- [MATERIAL PROVIDED]:
▼

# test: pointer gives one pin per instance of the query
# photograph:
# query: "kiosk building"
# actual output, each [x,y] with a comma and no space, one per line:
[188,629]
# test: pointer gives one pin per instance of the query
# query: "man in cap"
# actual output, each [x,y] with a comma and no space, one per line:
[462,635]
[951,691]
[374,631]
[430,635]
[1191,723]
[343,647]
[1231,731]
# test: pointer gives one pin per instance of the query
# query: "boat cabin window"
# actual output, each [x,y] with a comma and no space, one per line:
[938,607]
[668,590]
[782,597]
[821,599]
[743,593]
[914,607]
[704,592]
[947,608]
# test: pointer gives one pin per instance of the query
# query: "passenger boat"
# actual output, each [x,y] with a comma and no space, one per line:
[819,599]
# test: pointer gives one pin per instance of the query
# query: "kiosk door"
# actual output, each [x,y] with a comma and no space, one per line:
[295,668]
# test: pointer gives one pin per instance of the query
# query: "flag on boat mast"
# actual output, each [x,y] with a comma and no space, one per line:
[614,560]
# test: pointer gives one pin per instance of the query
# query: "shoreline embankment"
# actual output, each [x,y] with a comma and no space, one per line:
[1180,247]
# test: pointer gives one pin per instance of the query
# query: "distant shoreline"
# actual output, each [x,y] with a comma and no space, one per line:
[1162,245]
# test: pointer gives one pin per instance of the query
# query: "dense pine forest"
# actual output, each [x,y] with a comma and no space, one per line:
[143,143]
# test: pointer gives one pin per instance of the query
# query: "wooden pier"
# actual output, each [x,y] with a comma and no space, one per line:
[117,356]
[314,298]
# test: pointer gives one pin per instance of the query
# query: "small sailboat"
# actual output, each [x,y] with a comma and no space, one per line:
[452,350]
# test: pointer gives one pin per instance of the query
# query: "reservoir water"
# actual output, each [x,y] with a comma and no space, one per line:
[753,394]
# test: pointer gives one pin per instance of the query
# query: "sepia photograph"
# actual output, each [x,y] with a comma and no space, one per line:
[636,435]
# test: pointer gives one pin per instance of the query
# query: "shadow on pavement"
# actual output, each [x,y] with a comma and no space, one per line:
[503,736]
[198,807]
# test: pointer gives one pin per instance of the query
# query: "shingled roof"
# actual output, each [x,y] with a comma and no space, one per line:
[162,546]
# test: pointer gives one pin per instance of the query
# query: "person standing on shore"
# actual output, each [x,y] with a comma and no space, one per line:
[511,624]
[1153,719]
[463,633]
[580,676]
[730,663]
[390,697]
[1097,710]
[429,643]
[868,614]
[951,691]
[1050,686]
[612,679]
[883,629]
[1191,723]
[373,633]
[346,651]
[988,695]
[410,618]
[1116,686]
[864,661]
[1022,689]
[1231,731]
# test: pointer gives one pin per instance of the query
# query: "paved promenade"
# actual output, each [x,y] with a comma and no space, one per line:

▲

- [GIVEN PROBLEM]: Count the lines of the data above that contain the string "shoreline", matching case exactly, and give only the number.

- [ANSWER IN FULL]: 2